* start EXERCISE INPUT *

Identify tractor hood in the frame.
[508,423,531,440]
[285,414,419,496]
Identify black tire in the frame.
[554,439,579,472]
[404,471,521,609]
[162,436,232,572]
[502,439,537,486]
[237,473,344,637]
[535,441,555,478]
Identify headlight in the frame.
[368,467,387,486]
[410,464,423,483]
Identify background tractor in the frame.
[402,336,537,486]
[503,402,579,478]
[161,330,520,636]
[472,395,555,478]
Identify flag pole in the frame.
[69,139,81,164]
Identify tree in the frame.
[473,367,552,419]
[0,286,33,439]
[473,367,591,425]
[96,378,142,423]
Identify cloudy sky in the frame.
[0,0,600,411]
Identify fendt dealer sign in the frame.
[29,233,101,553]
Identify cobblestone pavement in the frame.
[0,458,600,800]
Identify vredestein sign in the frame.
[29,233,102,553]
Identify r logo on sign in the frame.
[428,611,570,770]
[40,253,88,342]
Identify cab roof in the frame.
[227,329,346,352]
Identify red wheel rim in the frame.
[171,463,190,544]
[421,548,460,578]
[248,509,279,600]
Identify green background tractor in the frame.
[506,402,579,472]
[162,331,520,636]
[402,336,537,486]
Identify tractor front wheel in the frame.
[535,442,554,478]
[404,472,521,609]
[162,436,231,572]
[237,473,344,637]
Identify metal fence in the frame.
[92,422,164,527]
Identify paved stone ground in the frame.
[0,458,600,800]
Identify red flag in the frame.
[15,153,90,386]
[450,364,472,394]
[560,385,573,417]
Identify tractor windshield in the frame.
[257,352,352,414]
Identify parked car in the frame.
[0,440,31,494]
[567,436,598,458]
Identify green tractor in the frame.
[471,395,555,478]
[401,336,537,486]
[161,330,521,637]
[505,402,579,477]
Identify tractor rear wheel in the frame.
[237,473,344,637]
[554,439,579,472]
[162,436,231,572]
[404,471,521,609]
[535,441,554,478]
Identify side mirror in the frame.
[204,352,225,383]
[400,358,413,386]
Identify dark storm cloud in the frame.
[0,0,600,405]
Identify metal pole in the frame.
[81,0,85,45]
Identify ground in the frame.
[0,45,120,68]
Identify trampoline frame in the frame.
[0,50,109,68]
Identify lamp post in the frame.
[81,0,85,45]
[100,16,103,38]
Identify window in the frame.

* end EXERCISE INPUT *

Copy the records exactly, from the line containing "Identify green background" up to and including the line containing "[567,436,598,458]".

Identify green background tractor in the frame.
[506,402,579,472]
[162,331,520,636]
[402,336,537,486]
Identify tractor front wheel in the frame.
[535,442,554,478]
[404,472,521,609]
[162,436,231,572]
[237,473,344,637]
Identify metal fence in the frame.
[92,422,164,527]
Identify paved stone ground in the frame.
[0,458,600,800]
Identify red flag in the frame.
[15,153,90,386]
[450,364,472,394]
[560,385,573,417]
Identify tractor windshield in the frame.
[257,352,352,414]
Identify parked car in the frame.
[0,440,31,494]
[567,436,598,458]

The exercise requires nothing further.